=== Description of the task ===
Return every record exactly. Omit nothing.

=== Stored data entries ===

● ● ●

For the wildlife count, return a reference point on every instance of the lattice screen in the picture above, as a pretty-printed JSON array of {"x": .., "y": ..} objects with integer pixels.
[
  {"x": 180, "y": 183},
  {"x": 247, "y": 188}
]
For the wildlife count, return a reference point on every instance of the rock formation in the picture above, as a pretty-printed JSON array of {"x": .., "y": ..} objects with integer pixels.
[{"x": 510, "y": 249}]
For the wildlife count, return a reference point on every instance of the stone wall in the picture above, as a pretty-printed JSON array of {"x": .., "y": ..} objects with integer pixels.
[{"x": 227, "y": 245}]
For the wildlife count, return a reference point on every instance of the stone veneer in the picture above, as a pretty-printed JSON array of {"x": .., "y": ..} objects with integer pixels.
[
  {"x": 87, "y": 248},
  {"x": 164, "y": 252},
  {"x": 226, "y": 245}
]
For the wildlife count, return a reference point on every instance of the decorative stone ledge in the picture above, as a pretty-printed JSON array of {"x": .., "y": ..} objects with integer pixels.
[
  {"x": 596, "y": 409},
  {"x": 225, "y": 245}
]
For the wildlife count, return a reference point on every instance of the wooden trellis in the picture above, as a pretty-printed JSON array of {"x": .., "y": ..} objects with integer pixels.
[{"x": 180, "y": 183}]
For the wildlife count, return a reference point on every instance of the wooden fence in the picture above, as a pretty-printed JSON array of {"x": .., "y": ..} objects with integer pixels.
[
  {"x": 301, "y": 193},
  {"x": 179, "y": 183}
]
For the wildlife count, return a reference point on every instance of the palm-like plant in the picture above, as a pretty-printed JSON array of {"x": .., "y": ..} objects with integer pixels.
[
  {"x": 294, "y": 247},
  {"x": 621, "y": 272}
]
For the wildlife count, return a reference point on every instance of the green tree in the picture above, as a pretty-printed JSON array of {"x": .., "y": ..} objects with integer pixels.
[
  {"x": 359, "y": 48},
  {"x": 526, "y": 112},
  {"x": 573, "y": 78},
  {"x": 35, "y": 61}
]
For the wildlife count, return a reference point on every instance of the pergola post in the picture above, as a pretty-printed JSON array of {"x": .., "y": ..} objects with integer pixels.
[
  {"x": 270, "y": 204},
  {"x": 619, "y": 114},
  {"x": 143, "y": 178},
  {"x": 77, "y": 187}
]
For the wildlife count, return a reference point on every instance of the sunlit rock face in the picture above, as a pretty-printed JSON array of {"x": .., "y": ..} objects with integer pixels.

● ● ●

=== Output ===
For the wildlife count, return a reference point on every instance of the lattice screen in the picture above, as a pretty-printed JSON array of {"x": .., "y": ..} objects with integer pixels.
[
  {"x": 180, "y": 183},
  {"x": 247, "y": 188}
]
For the wildlife count, return a reference point on every instance of the rock formation in the picture above, as a pretty-printed JSON array of {"x": .., "y": ..} objects with integer pixels.
[{"x": 510, "y": 249}]
For the wildlife count, return a reference point on every instance of the stone wall in the picture above, as a pretty-printed JSON array of {"x": .., "y": ..} objects with integer pixels.
[{"x": 227, "y": 245}]
For the wildlife count, return a reference point on every instance of the stone veneer in the picture above, as a pretty-printed JSON array of {"x": .., "y": ..} objects with integer pixels.
[
  {"x": 87, "y": 248},
  {"x": 164, "y": 252},
  {"x": 226, "y": 245}
]
For the wildlife count, return a reference point on every instance of the decorative stone ledge in the picture above, as a pretty-printed JSON array of {"x": .., "y": ..} objects with integer pixels.
[
  {"x": 596, "y": 409},
  {"x": 225, "y": 245}
]
For the wildlife count, return a reference point on every instance of the wooden trellis in the picture above, as a pretty-printed JSON array of {"x": .., "y": ..} objects with integer pixels.
[{"x": 180, "y": 183}]
For the wildlife count, return a reference point on every instance of the wooden fence in the picture above, as a pretty-printed JSON array of {"x": .., "y": ..} objects with integer pixels.
[
  {"x": 301, "y": 193},
  {"x": 179, "y": 183}
]
For the wildlife count, return a reference point on every instance of the palm-like plant in the picture above, as a pretty-printed JSON array of {"x": .., "y": ..} objects with integer pixels.
[
  {"x": 294, "y": 247},
  {"x": 621, "y": 272}
]
For the wildlife count, return a reference point on every instance of the green tree in the picture above, as a pretty-printed JSON array of {"x": .., "y": ..} objects with integer pixels.
[
  {"x": 359, "y": 48},
  {"x": 526, "y": 112},
  {"x": 573, "y": 78},
  {"x": 35, "y": 61}
]
For the wildlife count, return a reference point on every instance of the pergola post in the picture above, as a pretty-printed JSON array of {"x": .., "y": ..} objects with integer pixels.
[
  {"x": 270, "y": 204},
  {"x": 619, "y": 114},
  {"x": 143, "y": 178},
  {"x": 77, "y": 187}
]
For the wildlife count, return a reference point on every instance of the sunlit rock face in the picture above, as a pretty-printed JSON array of {"x": .., "y": ..} objects with integer pixels.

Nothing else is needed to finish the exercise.